--- START OF MATERIAL FOR THE TASK ---

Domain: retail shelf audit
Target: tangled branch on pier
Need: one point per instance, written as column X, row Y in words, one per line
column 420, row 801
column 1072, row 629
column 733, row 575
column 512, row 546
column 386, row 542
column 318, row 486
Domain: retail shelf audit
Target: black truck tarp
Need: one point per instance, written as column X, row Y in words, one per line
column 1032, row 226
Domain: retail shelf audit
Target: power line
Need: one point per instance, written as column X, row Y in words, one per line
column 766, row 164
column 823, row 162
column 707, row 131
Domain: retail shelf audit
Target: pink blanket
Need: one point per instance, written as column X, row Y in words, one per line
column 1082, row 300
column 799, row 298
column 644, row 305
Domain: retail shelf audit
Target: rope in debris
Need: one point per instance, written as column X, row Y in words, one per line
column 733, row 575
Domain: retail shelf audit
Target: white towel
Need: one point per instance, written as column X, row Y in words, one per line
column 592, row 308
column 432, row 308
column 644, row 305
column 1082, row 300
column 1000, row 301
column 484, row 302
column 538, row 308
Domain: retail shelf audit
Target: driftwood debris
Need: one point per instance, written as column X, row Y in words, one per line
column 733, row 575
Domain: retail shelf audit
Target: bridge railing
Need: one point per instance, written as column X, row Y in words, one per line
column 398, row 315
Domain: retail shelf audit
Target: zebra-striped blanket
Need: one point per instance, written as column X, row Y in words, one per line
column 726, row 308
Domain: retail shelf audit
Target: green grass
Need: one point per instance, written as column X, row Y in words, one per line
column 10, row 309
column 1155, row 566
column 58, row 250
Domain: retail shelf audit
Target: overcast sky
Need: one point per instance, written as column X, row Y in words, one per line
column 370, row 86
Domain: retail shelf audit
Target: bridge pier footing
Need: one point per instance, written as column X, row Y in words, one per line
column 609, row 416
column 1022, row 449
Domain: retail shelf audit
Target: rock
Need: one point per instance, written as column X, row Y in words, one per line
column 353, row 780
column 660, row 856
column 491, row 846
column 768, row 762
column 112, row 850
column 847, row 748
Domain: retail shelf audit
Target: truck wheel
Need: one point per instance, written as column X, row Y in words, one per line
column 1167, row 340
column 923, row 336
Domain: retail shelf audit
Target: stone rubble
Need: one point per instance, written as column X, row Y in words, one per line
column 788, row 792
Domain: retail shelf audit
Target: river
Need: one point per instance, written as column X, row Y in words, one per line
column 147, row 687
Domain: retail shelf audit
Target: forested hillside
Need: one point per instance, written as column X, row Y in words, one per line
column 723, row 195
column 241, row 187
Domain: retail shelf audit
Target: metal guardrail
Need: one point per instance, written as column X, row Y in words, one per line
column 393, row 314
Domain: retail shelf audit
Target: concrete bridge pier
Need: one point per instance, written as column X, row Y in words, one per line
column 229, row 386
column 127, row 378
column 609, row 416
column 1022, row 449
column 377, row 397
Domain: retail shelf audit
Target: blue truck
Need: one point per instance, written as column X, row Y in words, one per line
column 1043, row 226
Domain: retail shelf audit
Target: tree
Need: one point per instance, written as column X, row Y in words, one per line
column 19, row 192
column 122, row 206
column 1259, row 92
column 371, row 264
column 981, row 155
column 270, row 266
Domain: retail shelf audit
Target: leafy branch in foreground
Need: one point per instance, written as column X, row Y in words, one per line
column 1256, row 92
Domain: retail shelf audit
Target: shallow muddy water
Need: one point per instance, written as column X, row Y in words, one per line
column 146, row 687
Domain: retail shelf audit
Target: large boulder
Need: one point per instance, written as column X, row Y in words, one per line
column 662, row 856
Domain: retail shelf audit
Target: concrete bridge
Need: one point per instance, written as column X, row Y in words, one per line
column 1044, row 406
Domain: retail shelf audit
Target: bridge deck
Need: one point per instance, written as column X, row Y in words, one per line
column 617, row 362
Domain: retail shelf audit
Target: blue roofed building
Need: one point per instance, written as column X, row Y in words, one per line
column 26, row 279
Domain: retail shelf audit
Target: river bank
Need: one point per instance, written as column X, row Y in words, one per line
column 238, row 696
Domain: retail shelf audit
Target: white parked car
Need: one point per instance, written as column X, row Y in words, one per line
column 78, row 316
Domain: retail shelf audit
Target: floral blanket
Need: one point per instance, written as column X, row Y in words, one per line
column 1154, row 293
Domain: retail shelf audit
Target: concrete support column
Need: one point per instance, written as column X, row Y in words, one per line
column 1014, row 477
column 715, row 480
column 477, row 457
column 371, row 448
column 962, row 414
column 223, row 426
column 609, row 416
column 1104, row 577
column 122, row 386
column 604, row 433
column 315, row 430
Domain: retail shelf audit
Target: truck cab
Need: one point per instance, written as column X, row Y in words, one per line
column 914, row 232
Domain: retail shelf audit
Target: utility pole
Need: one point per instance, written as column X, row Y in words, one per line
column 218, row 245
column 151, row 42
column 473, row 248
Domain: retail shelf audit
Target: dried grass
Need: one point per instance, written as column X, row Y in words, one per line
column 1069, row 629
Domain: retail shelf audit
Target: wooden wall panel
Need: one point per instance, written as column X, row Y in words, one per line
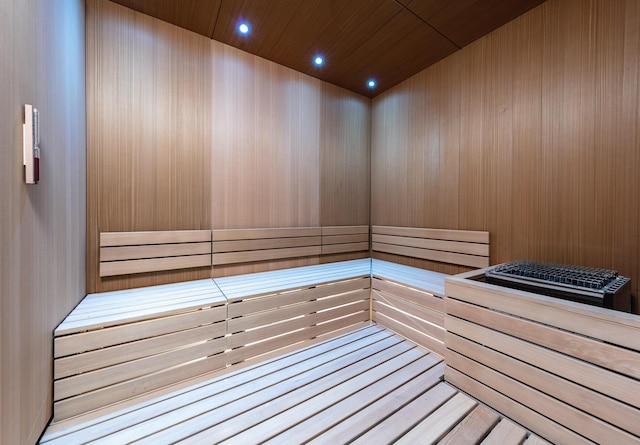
column 265, row 143
column 149, row 117
column 187, row 133
column 42, row 230
column 540, row 127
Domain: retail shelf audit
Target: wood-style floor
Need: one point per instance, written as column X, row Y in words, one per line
column 367, row 386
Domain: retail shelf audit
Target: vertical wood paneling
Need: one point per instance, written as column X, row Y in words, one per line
column 149, row 116
column 265, row 143
column 545, row 140
column 344, row 157
column 188, row 133
column 42, row 230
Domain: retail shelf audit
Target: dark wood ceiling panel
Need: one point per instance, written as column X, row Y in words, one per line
column 389, row 40
column 464, row 21
column 401, row 48
column 293, row 32
column 198, row 16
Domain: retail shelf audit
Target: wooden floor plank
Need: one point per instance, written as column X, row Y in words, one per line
column 390, row 428
column 366, row 386
column 473, row 428
column 190, row 420
column 443, row 420
column 373, row 403
column 346, row 397
column 131, row 416
column 506, row 433
column 343, row 380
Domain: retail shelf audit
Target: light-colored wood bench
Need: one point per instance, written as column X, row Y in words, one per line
column 117, row 345
column 410, row 300
column 567, row 371
column 270, row 310
column 124, row 253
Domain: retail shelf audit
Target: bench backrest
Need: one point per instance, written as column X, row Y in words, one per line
column 459, row 247
column 124, row 253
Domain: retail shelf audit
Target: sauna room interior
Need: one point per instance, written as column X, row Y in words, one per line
column 516, row 119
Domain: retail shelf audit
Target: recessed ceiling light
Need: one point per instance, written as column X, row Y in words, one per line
column 243, row 28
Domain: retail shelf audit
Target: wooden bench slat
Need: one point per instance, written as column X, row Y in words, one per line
column 473, row 428
column 129, row 332
column 615, row 385
column 433, row 302
column 92, row 360
column 615, row 327
column 109, row 376
column 258, row 304
column 133, row 415
column 415, row 309
column 588, row 349
column 596, row 404
column 256, row 320
column 185, row 420
column 419, row 337
column 323, row 384
column 154, row 237
column 573, row 419
column 246, row 337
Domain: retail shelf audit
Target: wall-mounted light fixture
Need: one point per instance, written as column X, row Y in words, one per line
column 31, row 145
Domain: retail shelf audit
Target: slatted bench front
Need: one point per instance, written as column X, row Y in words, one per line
column 567, row 371
column 410, row 300
column 117, row 345
column 270, row 310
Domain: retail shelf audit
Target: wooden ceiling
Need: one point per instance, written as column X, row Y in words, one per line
column 387, row 40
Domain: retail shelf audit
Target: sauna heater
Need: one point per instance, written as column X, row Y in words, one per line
column 598, row 287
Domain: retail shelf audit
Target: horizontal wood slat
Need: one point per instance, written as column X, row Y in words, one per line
column 254, row 234
column 122, row 344
column 468, row 236
column 251, row 256
column 433, row 255
column 155, row 237
column 459, row 247
column 123, row 253
column 576, row 365
column 108, row 269
column 363, row 386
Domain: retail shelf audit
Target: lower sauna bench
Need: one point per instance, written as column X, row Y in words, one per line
column 122, row 344
column 365, row 385
column 410, row 301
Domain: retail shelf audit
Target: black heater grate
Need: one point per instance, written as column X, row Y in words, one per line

--- END OF MATERIAL FOR THE TASK ---

TASK BRIEF
Count the lines in the records that contain the string "pier", matching case exactly, and reply with the number alone.

WORKED SOLUTION
3